-- Text section --
Personal information
- Born: September 26, 1991 (age 34) Jamestown, North Carolina, U.S.
- Listed height: 6 ft 2 in (1.88 m)
- Listed weight: 215 lb (98 kg)

Career information
- High school: Ragsdale (Jamestown, North Carolina)
- College: Wofford (2010–2013)
- NFL draft: 2014: undrafted

Career history
- Jacksonville Jaguars (2014–2015)*; San Diego Chargers (2015–2016)*; Carolina Panthers (2016)*; Cleveland Browns (2016)*; Detroit Lions (2017); Dallas Cowboys (2019)*; Atlanta Falcons (2019);
- * Offseason or practice squad member only

Career NFL statistics
- Punts: 10
- Punting yards: 421
- Punting average: 42.1
- Rushing attempts: 1
- Rushing yards: 10
- Stats at Pro Football Reference

= Kasey Redfern =

American football player (born 1991)

Kasey Redfern (born September 26, 1991) is an American former professional football player who was a punter in the National Football League (NFL). He played college football for the Wofford Terriers. He signed with the Jacksonville Jaguars as an undrafted free agent in 2014.

==College career==
Redfern attended Wofford College and played college football for the Terriers.

==Professional career==

===Jacksonville Jaguars===
After going unselected in the 2014 NFL draft, Redfern signed with Jacksonville Jaguars on June 19, 2014. He was waived on August 30, 2014.

He re-signed with the Jaguars on January 27, 2015, on a futures contract. The Jaguars waived him on August 29, 2015.

===San Diego Chargers===
On December 22, 2015, the San Diego Chargers signed Redfern to their practice squad.

He signed a futures contract on January 21, 2016.

===Carolina Panthers===
Redfern signed with the Carolina Panthers on August 15, 2016.

-- Records supplied --
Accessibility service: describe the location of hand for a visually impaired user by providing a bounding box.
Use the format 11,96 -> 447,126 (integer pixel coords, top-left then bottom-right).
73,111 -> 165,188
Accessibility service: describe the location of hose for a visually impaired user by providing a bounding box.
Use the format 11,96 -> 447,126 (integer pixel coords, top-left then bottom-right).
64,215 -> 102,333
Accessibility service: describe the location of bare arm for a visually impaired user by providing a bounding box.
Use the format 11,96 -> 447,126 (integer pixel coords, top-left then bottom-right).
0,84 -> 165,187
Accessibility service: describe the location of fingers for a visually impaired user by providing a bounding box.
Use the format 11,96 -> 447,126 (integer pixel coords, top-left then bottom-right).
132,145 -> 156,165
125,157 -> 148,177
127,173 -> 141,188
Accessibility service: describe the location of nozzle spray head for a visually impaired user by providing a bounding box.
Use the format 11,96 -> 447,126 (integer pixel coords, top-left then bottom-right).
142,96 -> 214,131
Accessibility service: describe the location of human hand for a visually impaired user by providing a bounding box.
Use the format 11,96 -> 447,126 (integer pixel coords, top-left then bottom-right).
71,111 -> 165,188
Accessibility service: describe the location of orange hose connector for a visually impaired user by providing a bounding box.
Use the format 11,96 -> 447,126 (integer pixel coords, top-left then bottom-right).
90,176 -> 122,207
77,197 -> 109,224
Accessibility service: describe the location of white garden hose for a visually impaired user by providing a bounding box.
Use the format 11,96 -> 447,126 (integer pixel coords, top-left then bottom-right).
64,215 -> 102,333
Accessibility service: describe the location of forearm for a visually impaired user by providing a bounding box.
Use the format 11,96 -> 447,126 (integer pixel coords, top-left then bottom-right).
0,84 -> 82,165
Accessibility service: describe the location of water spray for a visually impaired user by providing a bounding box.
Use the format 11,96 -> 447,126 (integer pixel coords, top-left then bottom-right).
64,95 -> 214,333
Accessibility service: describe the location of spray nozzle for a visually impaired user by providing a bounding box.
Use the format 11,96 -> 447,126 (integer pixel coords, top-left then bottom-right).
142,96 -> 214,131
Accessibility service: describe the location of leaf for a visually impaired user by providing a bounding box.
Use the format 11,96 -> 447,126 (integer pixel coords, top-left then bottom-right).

-- Exercise goal --
Continue the article on punter Kasey Redfern above, picking up after its last sentence.

-- Output below --
===Cleveland Browns===
The Panthers traded Redfern and 2018 fourth round pick (later traded to the Miami Dolphins) to the Cleveland Browns for punter Andy Lee and a 2017 seventh round pick on August 29, 2016. On September 3, 2016, he was released by the Browns.

===Detroit Lions===
On April 25, 2017, Redfern signed with the Detroit Lions.

On September 1, 2017, Redfern was announced as the Lions' starting punter due to an injury to incumbent punter Sam Martin that would sideline him for at least the first six weeks of the season.

On September 10, in the regular season opener, Redfern suffered a torn ACL, MCL, and a partially torn patellar tendon after he was hit by Arizona Cardinals tight end Ifeanyi Momah near the sideline after Redfern took a bobbled snap in his own end zone and tried to run for a first down. He was placed on the injured reserve on September 12, 2017.

===Dallas Cowboys===
On April 5, 2019, Redfern signed with the Dallas Cowboys. He was released on August 31, 2019.

===Atlanta Falcons===
On October 11, 2019, Redfern was signed to the Atlanta Falcons practice squad, and promoted to the active roster the next day. He was Atlanta's third punter of the season, after injuries to Matt Bosher and Matt Wile. He was waived on October 29.